**Short task**: Can you turn the lines below into a numbered list, with any blank lines left out?

----

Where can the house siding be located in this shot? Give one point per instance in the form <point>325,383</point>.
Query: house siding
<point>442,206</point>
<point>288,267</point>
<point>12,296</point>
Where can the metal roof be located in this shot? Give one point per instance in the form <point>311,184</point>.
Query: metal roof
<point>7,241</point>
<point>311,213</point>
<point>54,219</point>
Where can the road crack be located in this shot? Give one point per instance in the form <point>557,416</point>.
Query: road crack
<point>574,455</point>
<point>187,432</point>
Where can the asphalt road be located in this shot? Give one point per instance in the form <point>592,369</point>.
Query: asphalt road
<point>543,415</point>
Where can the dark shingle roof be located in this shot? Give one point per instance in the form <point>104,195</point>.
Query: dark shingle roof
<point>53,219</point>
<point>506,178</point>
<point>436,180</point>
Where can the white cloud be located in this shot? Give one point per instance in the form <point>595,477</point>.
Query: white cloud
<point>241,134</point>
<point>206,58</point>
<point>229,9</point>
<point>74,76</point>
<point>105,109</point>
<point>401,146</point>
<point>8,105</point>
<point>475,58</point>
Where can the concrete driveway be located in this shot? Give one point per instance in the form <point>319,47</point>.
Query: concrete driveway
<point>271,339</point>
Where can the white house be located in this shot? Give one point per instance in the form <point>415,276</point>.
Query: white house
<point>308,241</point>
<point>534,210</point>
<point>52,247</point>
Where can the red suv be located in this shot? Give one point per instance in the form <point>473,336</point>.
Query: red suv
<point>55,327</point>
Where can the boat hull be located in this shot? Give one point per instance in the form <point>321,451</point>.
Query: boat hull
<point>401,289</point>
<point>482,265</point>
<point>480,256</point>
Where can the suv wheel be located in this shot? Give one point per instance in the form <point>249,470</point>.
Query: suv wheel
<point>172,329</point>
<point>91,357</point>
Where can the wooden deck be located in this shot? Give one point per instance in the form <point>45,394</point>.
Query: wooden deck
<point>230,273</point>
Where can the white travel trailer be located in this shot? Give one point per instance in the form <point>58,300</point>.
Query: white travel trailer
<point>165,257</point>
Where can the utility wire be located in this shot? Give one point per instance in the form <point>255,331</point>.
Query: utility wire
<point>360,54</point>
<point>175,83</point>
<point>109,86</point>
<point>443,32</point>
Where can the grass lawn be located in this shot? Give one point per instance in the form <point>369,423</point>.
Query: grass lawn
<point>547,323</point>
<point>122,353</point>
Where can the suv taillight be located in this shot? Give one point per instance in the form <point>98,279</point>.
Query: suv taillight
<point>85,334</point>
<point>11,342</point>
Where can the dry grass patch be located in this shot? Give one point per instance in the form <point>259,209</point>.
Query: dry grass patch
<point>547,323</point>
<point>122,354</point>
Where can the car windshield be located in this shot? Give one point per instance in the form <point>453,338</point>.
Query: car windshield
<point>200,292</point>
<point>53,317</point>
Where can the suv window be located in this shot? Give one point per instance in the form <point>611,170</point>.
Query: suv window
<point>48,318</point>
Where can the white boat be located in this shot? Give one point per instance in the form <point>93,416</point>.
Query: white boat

----

**Solution**:
1. Where can the house siding be located in this shot? Give one point per instance in the form <point>325,383</point>.
2. Query: house siding
3. <point>442,206</point>
4. <point>288,267</point>
5. <point>12,296</point>
6. Where can the metal roof be located in this shot? Give one point per instance in the form <point>311,184</point>.
7. Query: metal roof
8. <point>7,241</point>
9. <point>311,213</point>
10. <point>54,219</point>
11. Where can the road crack be located in this shot? Give one point per instance in the form <point>557,416</point>.
12. Query: road crack
13. <point>574,455</point>
14. <point>187,432</point>
15. Where can the asphalt road be located in this shot? Give one point per instance in the form <point>592,369</point>.
16. Query: asphalt road
17. <point>543,415</point>
18. Where can the dark shingle roof be located in this shot? Give one point per instance in the form <point>104,195</point>.
19. Query: dark shingle roof
20. <point>53,219</point>
21. <point>506,178</point>
22. <point>436,180</point>
23. Where can the white cloud be located in this shot? Give one point per instance in the form <point>595,477</point>.
24. Query: white cloud
25. <point>241,134</point>
26. <point>206,58</point>
27. <point>229,9</point>
28. <point>74,76</point>
29. <point>105,109</point>
30. <point>401,146</point>
31. <point>8,105</point>
32. <point>475,58</point>
33. Where can the concrete driveway be located in this shot? Give one point per instance in the form <point>319,47</point>.
34. Query: concrete driveway
35. <point>271,339</point>
36. Where can the white house be located in this shot? Give one point per instance in the form <point>415,276</point>.
37. Query: white house
38. <point>308,241</point>
39. <point>534,210</point>
40. <point>52,247</point>
41. Where can the red suv be located in this shot? Give one point per instance in the form <point>473,336</point>.
42. Query: red suv
43. <point>55,327</point>
44. Where can the boat hull be located in this shot? Give one point per instance in the form <point>321,451</point>.
45. Query: boat hull
46. <point>401,289</point>
47. <point>482,265</point>
48. <point>480,256</point>
49. Where can the suv wheel be located in this shot? Give one point per instance in the form <point>249,470</point>.
50. Query: suv wheel
51. <point>172,329</point>
52. <point>91,357</point>
53. Where can the wooden deck be located in this shot? Give one point per instance in the form <point>45,394</point>.
54. Query: wooden deck
55. <point>230,273</point>
56. Where can the white travel trailer be located in this shot? Give one point per instance in the form <point>58,300</point>.
57. Query: white travel trailer
58. <point>165,257</point>
59. Where can the utility wire be located in this shot? Give one point per instance in the form <point>255,331</point>.
60. Query: utility wire
61. <point>360,54</point>
62. <point>175,83</point>
63. <point>109,86</point>
64. <point>443,32</point>
65. Where can the grass lawn be located in this shot? Give one point per instance in the form <point>369,423</point>.
66. Query: grass lawn
67. <point>547,323</point>
68. <point>122,353</point>
69. Where can the suv taillight be located in this shot? Give one point per instance in the form <point>98,279</point>.
70. Query: suv taillight
71. <point>85,334</point>
72. <point>11,342</point>
73. Where can the dry grass patch be located in this shot? Give one point per instance in the form <point>259,209</point>.
74. Query: dry grass patch
75. <point>547,323</point>
76. <point>122,354</point>
77. Where can the car windshield be located in this shot? Give one point per instance in the form <point>453,338</point>.
78. Query: car windshield
79. <point>200,292</point>
80. <point>53,317</point>
81. Where can the suv window be located in this shot? Give one point per instance in the form <point>611,170</point>.
82. Query: suv window
83. <point>48,318</point>
84. Where can the white boat be located in this shot? Give one point per instance in the form <point>93,416</point>.
85. Query: white boat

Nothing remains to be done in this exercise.